Re: [PATCH v5 07/12] khugepaged: add mTHP support

Posted by David Hildenbrand 9 months, 1 week ago

On 02.05.25 14:50, Jann Horn wrote:
> On Fri, May 2, 2025 at 8:29 AM David Hildenbrand <david@redhat.com> wrote:
>> On 02.05.25 00:29, Nico Pache wrote:
>>> On Wed, Apr 30, 2025 at 2:53 PM Jann Horn <jannh@google.com> wrote:
>>>>
>>>> On Mon, Apr 28, 2025 at 8:12 PM Nico Pache <npache@redhat.com> wrote:
>>>>> Introduce the ability for khugepaged to collapse to different mTHP sizes.
>>>>> While scanning PMD ranges for potential collapse candidates, keep track
>>>>> of pages in KHUGEPAGED_MIN_MTHP_ORDER chunks via a bitmap. Each bit
>>>>> represents a utilized region of order KHUGEPAGED_MIN_MTHP_ORDER ptes. If
>>>>> mTHPs are enabled we remove the restriction of max_ptes_none during the
>>>>> scan phase so we dont bailout early and miss potential mTHP candidates.
>>>>>
>>>>> After the scan is complete we will perform binary recursion on the
>>>>> bitmap to determine which mTHP size would be most efficient to collapse
>>>>> to. max_ptes_none will be scaled by the attempted collapse order to
>>>>> determine how full a THP must be to be eligible.

Dataset records:
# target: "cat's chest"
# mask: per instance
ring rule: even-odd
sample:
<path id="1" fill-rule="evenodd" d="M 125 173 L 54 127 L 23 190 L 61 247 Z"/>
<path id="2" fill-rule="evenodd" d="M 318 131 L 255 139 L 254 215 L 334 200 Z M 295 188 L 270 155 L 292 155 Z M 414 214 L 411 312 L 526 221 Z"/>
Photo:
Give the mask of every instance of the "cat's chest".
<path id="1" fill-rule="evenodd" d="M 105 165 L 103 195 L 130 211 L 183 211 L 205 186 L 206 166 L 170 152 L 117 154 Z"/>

Parts of the exercise:
a: Reproduce the passage of the khugepaged patch discussion from "Re: [PATCH v5" to "different mTHP sizes.".
b: In the khugepaged patch discussion, what does each bit of the bitmap represent?
c: Extend the khugepaged patch discussion by writing the next part after its final line.

The answers:
a:
Re: [PATCH v5 07/12] khugepaged: add mTHP support

Posted by David Hildenbrand 9 months, 1 week ago

On 02.05.25 14:50, Jann Horn wrote:
> On Fri, May 2, 2025 at 8:29 AM David Hildenbrand <david@redhat.com> wrote:
>> On 02.05.25 00:29, Nico Pache wrote:
>>> On Wed, Apr 30, 2025 at 2:53 PM Jann Horn <jannh@google.com> wrote:
>>>>
>>>> On Mon, Apr 28, 2025 at 8:12 PM Nico Pache <npache@redhat.com> wrote:
>>>>> Introduce the ability for khugepaged to collapse to different mTHP sizes.

b: Each bit represents a utilized region of order KHUGEPAGED_MIN_MTHP_ORDER ptes.

c:
>>>>>
>>>>> If a mTHP collapse is attempted, but contains swapped out, or shared
>>>>> pages, we dont perform the collapse.
>>>> [...]
>>>>> @@ -1208,11 +1211,12 @@ static int collapse_huge_page(struct mm_struct *mm, unsigned long address,
>>>>>           vma_start_write(vma);
>>>>>           anon_vma_lock_write(vma->anon_vma);
>>>>>
>>>>> -       mmu_notifier_range_init(&range, MMU_NOTIFY_CLEAR, 0, mm, address,
>>>>> -                               address + HPAGE_PMD_SIZE);
>>>>> +       mmu_notifier_range_init(&range, MMU_NOTIFY_CLEAR, 0, mm, _address,
>>>>> +                               _address + (PAGE_SIZE << order));
>>>>>           mmu_notifier_invalidate_range_start(&range);
>>>>>
>>>>>           pmd_ptl = pmd_lock(mm, pmd); /* probably unnecessary */
>>>>> +
>>>>>           /*
>>>>>            * This removes any huge TLB entry from the CPU so we won't allow
>>>>>            * huge and small TLB entries for the same virtual address to
>>>>
>>>> It's not visible in this diff, but we're about to do a
>>>> pmdp_collapse_flush() here. pmdp_collapse_flush() tears down the
>>>> entire page table, meaning it tears down 2MiB of address space; and it
>>>> assumes that the entire page table exclusively corresponds to the
>>>> current VMA.
>>>>
>>>> I think you'll need to ensure that the pmdp_collapse_flush() only
>>>> happens for full-size THP, and that mTHP only tears down individual
>>>> PTEs in the relevant range. (That code might get a bit messy, since
>>>> the existing THP code tears down PTEs in a detached page table, while
>>>> mTHP would have to do it in a still-attached page table.)
>>> Hi Jann!
>>>
>>> I was under the impression that this is needed to prevent GUP-fast
>>> races (and potentially others).
> 
> Why would you need to touch the PMD entry to prevent GUP-fast races for mTHP?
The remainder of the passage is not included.